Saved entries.

%%

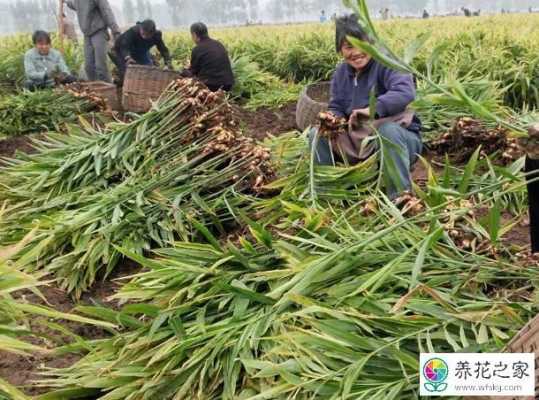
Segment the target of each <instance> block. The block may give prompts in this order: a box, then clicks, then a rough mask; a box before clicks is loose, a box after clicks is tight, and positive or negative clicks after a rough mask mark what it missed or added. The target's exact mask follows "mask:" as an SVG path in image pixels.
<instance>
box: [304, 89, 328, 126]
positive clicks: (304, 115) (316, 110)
mask: <svg viewBox="0 0 539 400" xmlns="http://www.w3.org/2000/svg"><path fill="white" fill-rule="evenodd" d="M329 89H330V83H329V82H320V83H315V84H313V85H309V86H307V87H305V89H303V92H302V93H301V95H300V96H299V100H298V106H297V108H296V125H297V126H298V128H299V129H301V130H305V129H307V128H308V127H309V126H312V125H315V124H316V123H317V122H318V114H320V113H321V112H322V111H326V110H327V108H328V102H329Z"/></svg>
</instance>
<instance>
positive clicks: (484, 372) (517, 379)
mask: <svg viewBox="0 0 539 400" xmlns="http://www.w3.org/2000/svg"><path fill="white" fill-rule="evenodd" d="M419 368H420V370H419V371H418V372H419V392H420V393H419V394H420V396H428V397H453V396H464V397H474V396H478V397H480V396H507V397H511V398H513V397H519V396H534V394H535V355H534V353H422V354H420V356H419Z"/></svg>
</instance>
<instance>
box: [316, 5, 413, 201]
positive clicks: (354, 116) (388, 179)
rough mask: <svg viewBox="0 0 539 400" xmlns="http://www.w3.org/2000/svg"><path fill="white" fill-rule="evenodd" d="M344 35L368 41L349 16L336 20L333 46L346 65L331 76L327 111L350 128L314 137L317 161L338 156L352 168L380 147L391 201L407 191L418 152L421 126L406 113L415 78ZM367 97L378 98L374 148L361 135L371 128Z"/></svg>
mask: <svg viewBox="0 0 539 400" xmlns="http://www.w3.org/2000/svg"><path fill="white" fill-rule="evenodd" d="M347 37H355V38H357V39H359V40H362V41H368V40H369V38H368V37H367V35H366V34H365V33H364V31H363V30H362V29H361V27H360V26H359V24H358V22H357V19H356V17H355V16H353V15H352V16H348V17H342V18H339V19H338V20H337V34H336V46H337V51H338V52H339V53H341V54H342V56H343V58H344V62H343V63H342V64H340V65H339V66H338V67H337V70H336V71H335V73H334V75H333V78H332V81H331V96H330V97H331V99H330V102H329V111H330V112H331V113H332V114H334V115H335V116H336V117H339V118H345V119H347V120H348V122H349V126H350V129H349V132H348V134H341V135H339V136H338V137H337V138H335V139H334V140H328V139H326V138H324V137H321V138H318V140H317V143H318V146H317V148H316V150H315V151H316V153H315V156H316V157H315V160H316V161H317V162H318V163H319V164H323V165H331V164H333V162H334V160H335V158H337V159H341V160H343V161H346V162H349V163H351V164H354V163H357V162H359V161H358V160H361V159H362V156H363V155H364V154H365V149H366V148H367V147H368V146H369V145H374V146H376V147H378V148H379V147H380V146H382V149H383V154H384V162H383V165H382V172H383V176H384V178H385V181H386V190H387V194H388V196H389V197H390V198H395V197H397V196H398V194H399V193H400V192H402V191H405V190H411V188H412V178H411V173H410V168H411V166H412V165H413V164H414V163H415V162H416V161H417V159H418V155H419V154H421V149H422V142H421V135H420V131H421V122H420V121H419V119H418V117H417V116H416V115H415V114H414V113H413V112H412V111H409V110H408V109H407V108H408V106H409V105H410V104H411V103H412V102H413V101H414V99H415V96H416V89H415V83H414V79H413V77H412V76H411V75H409V74H404V73H401V72H398V71H395V70H392V69H390V68H388V67H386V66H384V65H382V64H380V63H378V62H377V61H375V60H374V59H372V58H371V57H370V56H369V55H368V54H366V53H364V52H362V51H361V50H359V49H357V48H355V47H354V46H353V45H352V44H351V43H349V42H348V40H347ZM371 93H374V95H375V97H376V105H375V121H374V122H373V125H374V126H375V128H376V131H377V132H378V134H379V140H378V142H377V143H376V142H375V143H374V144H373V142H372V140H371V141H370V142H369V141H368V140H367V141H365V140H364V139H365V138H366V137H365V135H363V136H362V135H361V134H364V133H365V132H366V131H368V130H369V129H368V128H365V127H366V126H368V125H369V124H368V123H365V121H368V120H369V117H370V109H369V99H370V95H371ZM358 126H360V127H361V128H357V127H358ZM358 132H359V134H358ZM315 133H316V131H313V130H311V140H312V141H313V139H314V134H315ZM367 135H368V134H367Z"/></svg>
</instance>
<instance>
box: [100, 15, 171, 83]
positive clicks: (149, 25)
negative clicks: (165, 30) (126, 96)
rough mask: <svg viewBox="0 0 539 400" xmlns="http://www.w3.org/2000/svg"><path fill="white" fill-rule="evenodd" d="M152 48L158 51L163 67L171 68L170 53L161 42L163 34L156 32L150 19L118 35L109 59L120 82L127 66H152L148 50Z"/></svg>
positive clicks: (155, 28) (141, 22)
mask: <svg viewBox="0 0 539 400" xmlns="http://www.w3.org/2000/svg"><path fill="white" fill-rule="evenodd" d="M154 46H155V47H157V50H159V53H160V54H161V56H162V57H163V60H164V62H165V65H166V66H167V67H168V68H172V62H171V59H170V52H169V51H168V48H167V46H166V45H165V43H164V42H163V33H162V32H161V31H158V30H157V28H156V26H155V22H154V21H152V20H151V19H147V20H145V21H143V22H139V23H137V24H136V25H135V26H133V27H132V28H130V29H128V30H127V31H125V32H124V33H122V34H121V35H120V37H119V38H118V39H117V40H116V43H115V44H114V49H113V52H112V55H111V58H112V60H113V62H114V63H115V64H116V67H117V68H118V73H119V77H120V81H121V82H123V78H124V75H125V70H126V66H127V65H128V64H140V65H152V64H153V61H152V58H151V55H150V49H151V48H152V47H154Z"/></svg>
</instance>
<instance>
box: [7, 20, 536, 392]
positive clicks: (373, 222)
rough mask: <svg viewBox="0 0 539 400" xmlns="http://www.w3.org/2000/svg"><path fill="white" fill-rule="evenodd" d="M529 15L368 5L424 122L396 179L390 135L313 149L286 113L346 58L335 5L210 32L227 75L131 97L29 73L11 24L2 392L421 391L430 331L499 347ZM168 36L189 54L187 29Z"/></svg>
mask: <svg viewBox="0 0 539 400" xmlns="http://www.w3.org/2000/svg"><path fill="white" fill-rule="evenodd" d="M538 24H539V15H534V14H530V15H524V14H523V15H503V16H485V17H479V18H459V17H452V18H435V19H429V20H409V19H401V20H392V21H388V22H380V23H377V25H376V28H377V31H378V34H379V35H380V37H382V38H383V39H384V41H385V43H386V44H387V46H388V48H390V49H391V50H392V51H393V52H394V53H395V54H397V55H398V56H399V57H401V58H402V59H403V60H405V61H406V62H409V65H410V67H411V68H413V69H414V71H416V77H417V84H418V99H417V101H416V102H415V103H414V108H415V110H416V111H417V113H418V114H419V116H420V118H421V119H422V121H423V124H424V133H423V138H424V141H425V143H426V146H425V149H424V154H423V157H422V159H421V160H420V161H419V162H418V163H417V165H416V167H415V170H414V178H415V188H414V189H415V190H414V195H413V196H412V195H411V194H405V195H403V196H401V197H400V198H399V199H397V201H395V202H393V201H390V200H389V199H388V198H387V197H385V196H384V195H383V194H382V192H381V191H380V189H381V187H382V186H383V184H384V182H383V177H382V176H381V175H380V173H379V172H378V168H377V160H378V158H379V157H381V156H382V154H381V153H382V152H380V154H377V155H376V156H374V157H371V158H370V159H368V160H367V161H364V162H362V163H360V164H358V165H356V166H352V167H350V166H344V165H343V166H340V167H336V168H334V167H322V166H314V165H313V164H312V158H311V152H310V150H309V146H308V142H307V139H306V135H305V133H304V132H300V131H299V130H297V129H296V127H295V107H296V106H295V104H296V102H297V100H298V97H299V96H300V93H301V91H302V90H303V88H304V87H305V86H306V85H308V84H311V83H314V82H319V81H327V80H329V79H330V77H331V74H332V72H333V71H334V69H335V66H336V65H337V63H338V62H339V55H338V54H336V52H335V43H334V40H335V39H334V27H333V25H332V24H330V23H327V24H325V25H310V24H306V25H287V26H252V27H243V28H227V29H221V30H219V31H215V34H214V35H213V36H215V37H216V38H218V39H220V40H222V41H223V43H224V44H225V45H226V46H227V48H228V50H229V52H230V54H231V57H232V60H233V69H234V72H235V76H236V80H237V85H236V88H235V89H234V91H233V93H232V94H231V96H230V98H228V99H227V98H225V97H224V96H221V95H213V94H211V93H208V92H207V91H206V90H204V89H203V88H201V87H200V86H199V85H197V84H196V83H194V82H192V81H190V80H182V81H178V82H176V83H175V84H173V85H172V86H170V87H169V89H168V90H167V91H166V92H165V93H164V94H163V95H162V97H161V98H160V99H159V100H158V101H157V102H156V103H155V104H154V106H153V108H152V110H150V111H149V112H148V113H146V114H143V115H126V116H121V115H111V114H110V113H108V112H104V111H103V110H102V108H101V107H100V105H98V104H95V102H93V101H92V99H89V98H87V97H77V96H75V95H74V94H73V93H70V92H65V91H62V92H57V91H50V92H38V93H27V92H22V91H21V90H20V89H19V87H20V84H21V79H22V76H23V69H22V58H21V55H22V54H23V53H24V51H25V50H26V49H28V48H29V47H30V46H31V43H30V38H29V37H27V36H29V35H18V36H13V37H8V38H5V40H3V41H2V43H1V44H0V155H1V156H3V159H2V161H1V166H0V202H1V203H2V208H1V212H0V321H1V324H0V354H1V356H2V357H1V358H0V399H3V398H6V399H16V400H19V399H22V400H25V399H38V400H39V399H40V400H52V399H81V398H83V399H102V400H114V399H117V400H120V399H122V400H123V399H128V400H135V399H137V400H138V399H163V400H168V399H170V400H172V399H174V400H178V399H251V400H261V399H337V398H343V399H388V400H389V399H398V400H401V399H402V400H406V399H410V400H411V399H416V398H417V396H418V388H419V375H418V374H419V361H418V354H419V353H420V352H427V351H428V352H496V351H501V349H502V348H503V347H504V345H505V344H506V343H507V342H508V341H509V340H510V339H511V338H512V337H513V336H514V335H515V334H516V333H517V332H518V330H519V329H520V328H521V327H522V326H524V325H525V324H526V322H527V321H529V320H530V319H531V318H533V317H534V316H535V315H536V314H537V312H538V311H539V307H538V305H537V304H538V302H537V299H538V291H537V290H538V288H537V283H538V282H539V269H538V260H537V258H535V257H534V256H533V255H530V254H529V251H530V244H529V236H528V235H529V234H528V231H529V218H528V211H527V210H528V201H527V194H526V178H525V174H524V172H522V171H523V167H524V154H525V153H524V152H523V150H522V148H520V147H519V146H518V142H517V141H516V139H514V138H513V137H514V136H518V135H519V134H520V135H521V134H522V133H523V132H524V131H525V130H526V129H525V128H526V127H527V126H528V125H530V124H532V123H533V122H538V121H539V113H537V112H536V110H537V108H538V107H539V91H538V87H539V31H538V30H537V26H538ZM423 33H427V34H428V40H427V41H426V42H425V43H424V44H423V45H422V46H421V48H419V49H418V51H417V52H412V51H411V46H410V44H411V43H413V42H414V39H415V38H416V37H417V36H418V35H419V34H423ZM165 41H166V42H167V44H168V45H169V47H170V49H171V51H172V54H173V60H174V65H175V67H177V68H180V67H181V66H183V65H185V64H186V63H187V60H188V57H189V51H190V49H191V46H192V44H191V42H190V38H189V36H188V35H187V33H183V32H168V33H167V34H166V37H165ZM412 47H413V46H412ZM66 58H67V61H68V64H69V66H70V67H71V68H72V70H74V71H77V70H79V68H80V64H81V61H82V55H81V49H80V47H76V46H73V45H68V47H67V48H66Z"/></svg>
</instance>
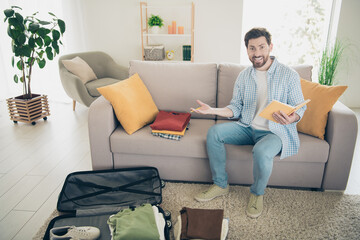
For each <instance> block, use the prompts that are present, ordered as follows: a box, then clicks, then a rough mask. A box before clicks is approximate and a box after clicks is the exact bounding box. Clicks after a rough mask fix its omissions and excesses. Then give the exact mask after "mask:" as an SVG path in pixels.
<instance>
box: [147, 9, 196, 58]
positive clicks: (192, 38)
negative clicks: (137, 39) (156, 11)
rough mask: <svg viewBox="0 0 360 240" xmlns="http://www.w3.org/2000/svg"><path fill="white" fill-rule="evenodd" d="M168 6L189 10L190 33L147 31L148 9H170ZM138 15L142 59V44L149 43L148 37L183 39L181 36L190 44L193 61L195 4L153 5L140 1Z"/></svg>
mask: <svg viewBox="0 0 360 240" xmlns="http://www.w3.org/2000/svg"><path fill="white" fill-rule="evenodd" d="M170 8H176V9H177V10H179V12H180V11H187V10H189V11H190V16H191V21H190V26H187V27H188V28H189V29H190V33H187V34H152V33H149V28H148V24H147V20H148V18H149V16H148V10H149V12H150V10H153V9H162V10H166V9H170ZM140 16H141V48H142V59H143V60H144V58H145V51H144V46H146V45H149V39H150V38H151V39H160V38H165V39H183V38H188V39H189V40H188V42H189V44H187V45H191V62H194V16H195V5H194V3H191V5H186V6H184V5H182V6H166V5H165V6H164V5H161V6H155V5H154V6H153V5H148V4H147V3H146V2H140Z"/></svg>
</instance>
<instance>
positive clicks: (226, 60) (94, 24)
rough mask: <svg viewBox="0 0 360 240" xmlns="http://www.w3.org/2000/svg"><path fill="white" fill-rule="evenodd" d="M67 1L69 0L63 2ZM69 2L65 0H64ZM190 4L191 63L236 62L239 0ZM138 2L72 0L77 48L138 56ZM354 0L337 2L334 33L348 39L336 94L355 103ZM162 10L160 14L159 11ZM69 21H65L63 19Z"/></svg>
mask: <svg viewBox="0 0 360 240" xmlns="http://www.w3.org/2000/svg"><path fill="white" fill-rule="evenodd" d="M68 1H69V0H68ZM70 2H71V1H70ZM147 2H148V4H157V5H158V4H164V5H166V4H173V3H174V2H177V3H191V0H181V1H180V0H172V1H169V0H148V1H147ZM193 2H194V3H195V62H216V63H220V62H234V63H239V62H240V47H244V43H243V39H242V37H241V32H242V29H241V26H242V11H243V1H242V0H224V1H219V0H193ZM139 3H140V0H121V1H118V0H104V1H98V0H78V1H77V7H79V8H80V9H81V12H82V13H79V14H81V15H82V16H83V17H82V19H83V23H84V29H82V32H83V35H84V38H85V44H84V45H83V46H82V47H81V48H79V51H90V50H100V51H104V52H107V53H108V54H110V55H111V56H112V57H113V58H114V59H115V61H116V62H118V63H119V64H121V65H124V66H128V62H129V61H130V60H134V59H139V60H140V59H141V35H140V6H139V5H140V4H139ZM359 11H360V1H359V0H342V7H341V12H340V22H339V26H338V32H337V37H338V38H340V39H346V40H348V41H349V42H351V44H352V47H351V49H350V50H349V51H348V52H347V55H348V57H347V58H346V60H343V61H342V62H341V63H340V65H339V70H340V71H339V72H338V80H339V84H340V85H348V86H349V88H348V89H347V90H346V92H345V93H344V95H343V96H342V97H341V98H340V99H341V101H342V102H344V103H345V104H346V105H347V106H349V107H360V94H359V90H360V68H359V66H360V65H359V64H360V60H359V55H360V51H359V48H360V47H359V46H360V28H359V27H357V25H356V24H357V23H359V22H360V15H359V14H358V12H359ZM164 14H165V13H164ZM68 24H71V23H68Z"/></svg>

%%

Exercise objective.
Write out each line of the data that holds the string "exact".

Exercise output.
Segment the target of each <instance> block. The block may give prompts in this order: a box, then clicks, then a rough mask; a box before clicks is loose, a box after clicks is tight, and positive or negative clicks after a rough mask mark what it missed or added. The target's exact mask follows "mask:" as an SVG path in image pixels.
For each <instance> block, use the prompts that are present, ordered as follows: a box, then clicks, then a rough mask. A box before clicks is approximate and a box after clicks is the exact bounding box. Clicks after a rough mask fix its omissions and excesses. Then give the exact mask after "mask:" as an SVG path in pixels.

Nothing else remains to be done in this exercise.